(Region pointing data)
Start of Block
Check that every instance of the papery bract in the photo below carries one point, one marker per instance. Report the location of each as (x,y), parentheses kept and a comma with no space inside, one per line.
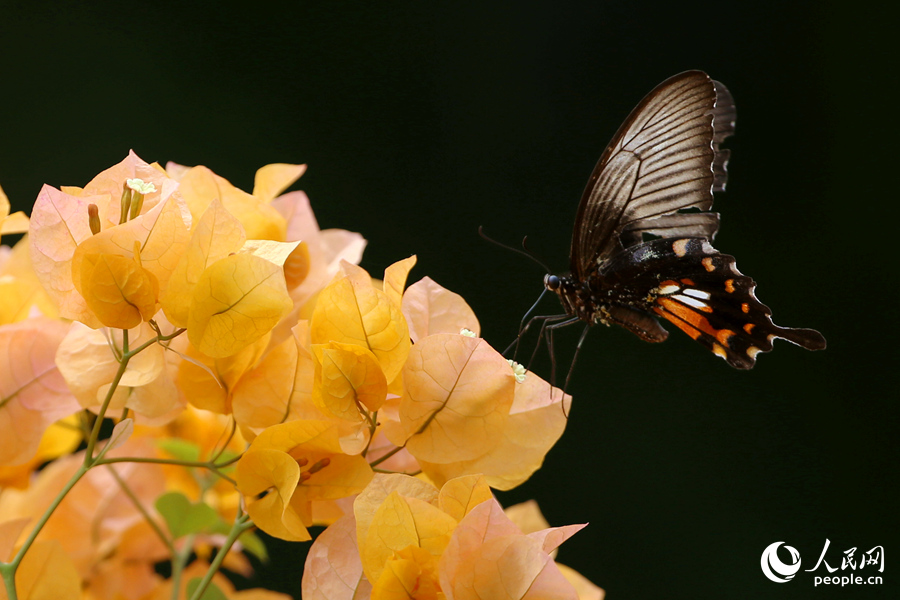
(458,394)
(430,308)
(32,580)
(88,364)
(489,557)
(536,421)
(215,235)
(290,465)
(395,278)
(279,388)
(58,439)
(59,222)
(401,522)
(20,289)
(236,301)
(200,186)
(273,179)
(333,570)
(209,382)
(409,573)
(348,380)
(33,394)
(11,223)
(161,233)
(118,290)
(108,184)
(351,311)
End of Block
**Prompt**
Omit the images and transcribe all of the records above word for word.

**Answer box**
Check that every instance of the papery bract in the photo below carries one point, one marker per instance. Report the location of each as (x,y), parentheses kept and a comma with no space inside, one per line.
(458,394)
(430,308)
(32,580)
(88,364)
(489,557)
(536,421)
(215,235)
(290,465)
(395,278)
(279,388)
(58,439)
(59,222)
(401,522)
(20,289)
(236,301)
(200,186)
(273,179)
(333,570)
(209,382)
(409,573)
(348,380)
(33,394)
(11,223)
(161,233)
(118,290)
(108,184)
(351,311)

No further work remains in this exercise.